## [Instructions for the task]
Reproduce every item below word for word, leaving out the pictures.

Pointing entries for named objects:

----------------------------------------

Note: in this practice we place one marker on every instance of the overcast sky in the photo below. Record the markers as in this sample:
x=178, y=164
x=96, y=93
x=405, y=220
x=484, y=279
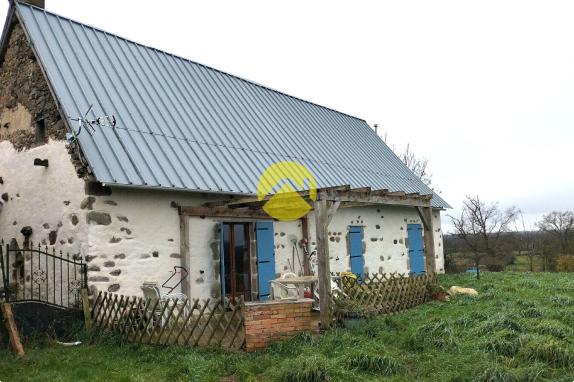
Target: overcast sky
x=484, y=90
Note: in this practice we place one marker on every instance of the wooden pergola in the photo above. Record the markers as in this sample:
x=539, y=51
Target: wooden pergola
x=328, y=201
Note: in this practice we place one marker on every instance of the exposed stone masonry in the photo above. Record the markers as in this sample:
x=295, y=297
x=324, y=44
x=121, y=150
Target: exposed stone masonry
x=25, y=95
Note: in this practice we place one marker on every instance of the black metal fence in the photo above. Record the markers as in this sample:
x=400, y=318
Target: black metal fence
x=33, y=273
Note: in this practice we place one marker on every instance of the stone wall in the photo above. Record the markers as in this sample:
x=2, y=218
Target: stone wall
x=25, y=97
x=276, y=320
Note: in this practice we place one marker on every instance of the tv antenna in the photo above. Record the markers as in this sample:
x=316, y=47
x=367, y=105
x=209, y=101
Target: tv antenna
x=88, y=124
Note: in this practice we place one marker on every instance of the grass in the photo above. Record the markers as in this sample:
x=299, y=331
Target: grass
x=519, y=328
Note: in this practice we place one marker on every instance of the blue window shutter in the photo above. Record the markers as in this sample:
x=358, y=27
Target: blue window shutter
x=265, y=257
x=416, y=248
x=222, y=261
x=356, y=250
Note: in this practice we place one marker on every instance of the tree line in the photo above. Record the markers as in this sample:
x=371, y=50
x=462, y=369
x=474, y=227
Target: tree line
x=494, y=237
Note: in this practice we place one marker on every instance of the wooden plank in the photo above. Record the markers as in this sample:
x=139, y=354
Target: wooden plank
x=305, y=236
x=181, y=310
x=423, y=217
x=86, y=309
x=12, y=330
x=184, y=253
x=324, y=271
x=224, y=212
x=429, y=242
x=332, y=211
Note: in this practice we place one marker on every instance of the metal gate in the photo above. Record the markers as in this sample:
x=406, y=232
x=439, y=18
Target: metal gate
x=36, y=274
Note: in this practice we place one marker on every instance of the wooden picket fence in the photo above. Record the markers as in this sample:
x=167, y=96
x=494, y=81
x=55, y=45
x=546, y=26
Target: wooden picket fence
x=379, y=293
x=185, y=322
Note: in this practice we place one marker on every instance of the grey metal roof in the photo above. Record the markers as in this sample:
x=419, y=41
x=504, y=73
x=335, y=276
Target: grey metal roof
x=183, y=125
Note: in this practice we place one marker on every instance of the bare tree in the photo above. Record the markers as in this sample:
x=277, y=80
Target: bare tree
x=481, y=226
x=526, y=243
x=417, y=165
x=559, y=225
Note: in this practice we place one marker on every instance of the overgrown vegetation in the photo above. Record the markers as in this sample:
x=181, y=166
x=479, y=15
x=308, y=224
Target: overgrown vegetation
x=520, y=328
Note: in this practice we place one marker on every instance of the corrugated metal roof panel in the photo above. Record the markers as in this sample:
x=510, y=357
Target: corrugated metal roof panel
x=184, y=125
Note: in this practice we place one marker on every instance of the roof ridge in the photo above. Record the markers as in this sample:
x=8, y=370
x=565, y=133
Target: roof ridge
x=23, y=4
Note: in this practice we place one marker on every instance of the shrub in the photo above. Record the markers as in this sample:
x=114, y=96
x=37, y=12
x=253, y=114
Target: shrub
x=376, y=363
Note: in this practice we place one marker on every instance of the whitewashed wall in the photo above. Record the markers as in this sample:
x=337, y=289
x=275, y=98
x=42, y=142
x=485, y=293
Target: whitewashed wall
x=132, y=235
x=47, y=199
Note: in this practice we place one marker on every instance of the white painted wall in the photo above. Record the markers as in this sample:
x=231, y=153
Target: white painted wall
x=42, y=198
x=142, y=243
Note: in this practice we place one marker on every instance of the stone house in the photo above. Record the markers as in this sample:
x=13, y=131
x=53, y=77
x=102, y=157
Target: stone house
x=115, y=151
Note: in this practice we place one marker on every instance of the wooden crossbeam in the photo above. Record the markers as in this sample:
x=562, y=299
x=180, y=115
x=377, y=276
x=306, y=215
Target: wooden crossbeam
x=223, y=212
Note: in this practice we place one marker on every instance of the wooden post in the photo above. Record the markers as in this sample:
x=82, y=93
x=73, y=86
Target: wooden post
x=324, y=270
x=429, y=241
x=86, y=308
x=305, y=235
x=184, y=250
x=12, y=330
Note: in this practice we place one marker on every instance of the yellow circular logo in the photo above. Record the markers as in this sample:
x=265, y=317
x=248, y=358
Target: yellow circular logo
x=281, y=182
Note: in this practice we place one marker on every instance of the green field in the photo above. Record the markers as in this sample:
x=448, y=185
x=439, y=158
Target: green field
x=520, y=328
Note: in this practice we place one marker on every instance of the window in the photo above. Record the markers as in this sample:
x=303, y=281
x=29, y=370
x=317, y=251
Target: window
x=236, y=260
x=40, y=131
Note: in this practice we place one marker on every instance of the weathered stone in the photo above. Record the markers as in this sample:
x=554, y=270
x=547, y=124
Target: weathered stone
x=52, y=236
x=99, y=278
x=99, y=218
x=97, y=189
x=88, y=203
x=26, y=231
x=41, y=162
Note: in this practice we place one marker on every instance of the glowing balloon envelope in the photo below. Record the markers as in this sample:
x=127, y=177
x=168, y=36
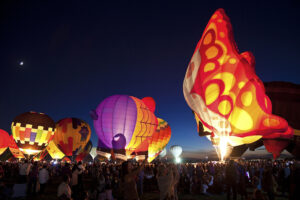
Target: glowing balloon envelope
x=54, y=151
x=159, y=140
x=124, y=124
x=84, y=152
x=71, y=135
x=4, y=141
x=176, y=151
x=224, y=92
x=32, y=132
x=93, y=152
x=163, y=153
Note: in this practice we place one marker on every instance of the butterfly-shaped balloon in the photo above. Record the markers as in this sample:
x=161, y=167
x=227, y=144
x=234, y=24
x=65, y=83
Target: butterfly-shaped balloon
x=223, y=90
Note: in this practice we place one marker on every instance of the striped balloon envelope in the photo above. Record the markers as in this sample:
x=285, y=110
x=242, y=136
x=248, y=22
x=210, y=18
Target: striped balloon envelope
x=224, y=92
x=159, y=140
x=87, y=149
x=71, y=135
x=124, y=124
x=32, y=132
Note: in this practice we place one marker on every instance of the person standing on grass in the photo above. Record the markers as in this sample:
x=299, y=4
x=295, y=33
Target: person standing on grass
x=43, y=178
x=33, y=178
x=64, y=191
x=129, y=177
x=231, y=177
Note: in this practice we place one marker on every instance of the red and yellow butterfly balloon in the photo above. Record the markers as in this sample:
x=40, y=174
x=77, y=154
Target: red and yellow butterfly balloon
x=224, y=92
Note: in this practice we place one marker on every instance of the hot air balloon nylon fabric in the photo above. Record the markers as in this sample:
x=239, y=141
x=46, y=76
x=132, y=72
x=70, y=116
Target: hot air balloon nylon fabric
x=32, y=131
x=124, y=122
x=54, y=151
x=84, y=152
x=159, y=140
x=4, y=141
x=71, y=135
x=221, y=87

----------------------------------------

## [The reply]
Note: in this practice we place one marker on every instance of the overcast sky in the photo below. Record the markers as in this sample:
x=178, y=164
x=96, y=93
x=405, y=220
x=484, y=279
Target: overcast sky
x=484, y=90
Note: in this practice we place one marker on every instance of the wooden pergola in the photo above. Record the markers as in this sample:
x=539, y=51
Target: wooden pergola
x=328, y=201
Note: in this practice we place one marker on every instance of the exposed stone masonry in the photo above. Record the markers as in this sample:
x=295, y=297
x=324, y=44
x=121, y=150
Target: exposed stone masonry
x=25, y=95
Note: in this practice we place one marker on every instance of the black metal fence in the photo above. Record the markers as in this sample:
x=400, y=318
Target: black metal fence
x=33, y=273
Note: in this practice we place one marker on every instance of the stone wall in the photo above. Record the markers as in this sample:
x=2, y=218
Target: stone wall
x=25, y=97
x=276, y=320
Note: in this practice we place one marker on every instance of the tv antenna in the photo above. Record the markers as in this sample:
x=316, y=47
x=367, y=105
x=209, y=101
Target: tv antenna
x=88, y=124
Note: in this practice we place one marker on every instance of the grass in the photo above. Record the markers as in this sample:
x=299, y=331
Target: grass
x=519, y=328
Note: in this practice we place one marker on every instance of the blue window shutter in the photo above. Record the markers as in this sample:
x=358, y=27
Target: blue window shutter
x=265, y=257
x=416, y=248
x=222, y=261
x=356, y=250
Note: in this practice we place one marker on every instance of the tree line in the photo above. Record the markers as in this sample:
x=371, y=50
x=462, y=369
x=474, y=227
Target: tree line
x=494, y=237
Note: in this practice we place one marker on every instance of the wooden plank in the photo above. Record the markers as in this sample:
x=139, y=354
Target: wooden plank
x=305, y=236
x=181, y=310
x=423, y=217
x=86, y=309
x=12, y=330
x=184, y=253
x=324, y=271
x=224, y=212
x=429, y=242
x=332, y=211
Note: in this practice we place one marker on every instance of the metal gate in the photo above. Record the markers as in this sample:
x=406, y=232
x=439, y=18
Target: metal gate
x=36, y=274
Note: in this practice we place one marker on every instance of the wooden picket fence in the photo above. Record the markers as in this sample:
x=167, y=96
x=494, y=81
x=55, y=45
x=546, y=26
Target: wooden picket fence
x=379, y=293
x=185, y=322
Note: in this practice we place one marker on every instance of the grey metal roof in the photo above. Record the markers as in this sample:
x=419, y=41
x=504, y=73
x=335, y=276
Target: grey metal roof
x=183, y=125
Note: in this practice we place one marker on every instance of the bare tree in the photo above. Record the markers as in this sample:
x=277, y=80
Target: bare tree
x=481, y=226
x=526, y=243
x=417, y=165
x=559, y=225
Note: in this practice we place one marker on every instance of the overgrown vegetation in the photo above. Record the markers as in this sample:
x=181, y=166
x=479, y=15
x=308, y=224
Target: overgrown vegetation
x=520, y=328
Note: in this practice we place one marker on every instance of the corrugated metal roof panel in the photo above. Record the markers as in this sample:
x=510, y=357
Target: corrugated metal roof panel
x=184, y=125
Note: in this practice we place one marker on every instance of the roof ridge in the photo above. Record the markers as in this sample:
x=8, y=370
x=565, y=133
Target: roof ridge
x=23, y=4
Note: in this practice we place one marker on every instance of the shrub in the photo above. Record the markers as in this sample:
x=114, y=96
x=37, y=12
x=253, y=114
Target: shrub
x=376, y=363
Note: in this practice we place one marker on every instance of the whitewashed wall in the photo above. Record the markers as in this sample:
x=337, y=289
x=275, y=98
x=42, y=142
x=485, y=293
Target: whitewashed wall
x=132, y=235
x=47, y=199
Note: in this practice we place one marker on every instance of the white painted wall in the photo above. Record the markers as in this sample:
x=231, y=153
Target: white painted wall
x=42, y=198
x=142, y=243
Note: in this practice we place one marker on every instance of the stone house in the photo above. Record the markers as in this sample:
x=13, y=131
x=53, y=77
x=102, y=157
Target: stone house
x=115, y=151
Note: in this practice we place one marker on every instance of the wooden crossbeam in the photo above. Record the markers as in this sample:
x=562, y=299
x=180, y=115
x=377, y=276
x=306, y=215
Target: wooden crossbeam
x=223, y=212
Note: in this practice we place one marker on every instance of the wooden post in the photo above. Record the markers as in this sample:
x=82, y=93
x=73, y=86
Target: wooden post
x=324, y=270
x=429, y=241
x=86, y=308
x=305, y=235
x=184, y=250
x=12, y=330
Note: in this practice we place one marker on every instance of the yellow circular logo in the photo above. Record the markers as in this sample:
x=265, y=317
x=248, y=358
Target: yellow circular logo
x=281, y=182
Note: in this practice we place one marker on every instance of the green field in the photo above. Record the markers as in this sample:
x=448, y=185
x=439, y=158
Target: green field
x=520, y=328
Note: in this practice we place one marker on every instance of the window in the photo above. Record the markers as in this sample:
x=303, y=281
x=29, y=370
x=317, y=251
Target: window
x=236, y=260
x=40, y=131
Note: in this practice we place one marker on every instance of the weathered stone in the photo above. Record the markers as in this sample:
x=554, y=270
x=547, y=124
Target: weathered stone
x=52, y=236
x=99, y=278
x=99, y=218
x=97, y=189
x=88, y=203
x=26, y=231
x=41, y=162
Note: in this practice we place one marker on every instance of the glowing balloon envelope in the photo below. Record the markers as in this sample:
x=127, y=177
x=168, y=36
Target: glowing balloon envelope
x=54, y=151
x=159, y=140
x=124, y=124
x=84, y=152
x=71, y=135
x=4, y=141
x=176, y=151
x=224, y=92
x=32, y=132
x=93, y=152
x=163, y=153
Note: in this practice we place one marker on every instance of the butterfly-shaped balloon in the photo above. Record the markers as in this sample:
x=161, y=167
x=227, y=144
x=234, y=24
x=65, y=83
Target: butterfly-shaped balloon
x=223, y=90
Note: in this practice we place one marker on every instance of the striped balloon envelope in the photo above. Record the markers as in this sample:
x=285, y=110
x=242, y=136
x=248, y=22
x=210, y=18
Target: striped balloon envelope
x=224, y=92
x=159, y=140
x=87, y=149
x=71, y=135
x=124, y=124
x=32, y=132
Note: in this practice we place one marker on every instance of the person standing on grass in the photo above. Record the markers as in this sample:
x=299, y=4
x=295, y=33
Target: person standing on grass
x=43, y=178
x=33, y=178
x=64, y=191
x=129, y=177
x=231, y=177
Note: in this practice we place one marker on every instance of the red and yellow butterfly balloon in the photo above. Record the markers as in this sample:
x=40, y=174
x=77, y=154
Target: red and yellow butterfly balloon
x=224, y=92
Note: in this practice we place one marker on every instance of the hot air balloon nylon fabric in the photo above. Record the markers as in this sample:
x=239, y=141
x=46, y=76
x=132, y=72
x=70, y=116
Target: hot air balloon nylon fabric
x=32, y=131
x=124, y=122
x=54, y=151
x=84, y=152
x=159, y=140
x=4, y=141
x=71, y=135
x=221, y=87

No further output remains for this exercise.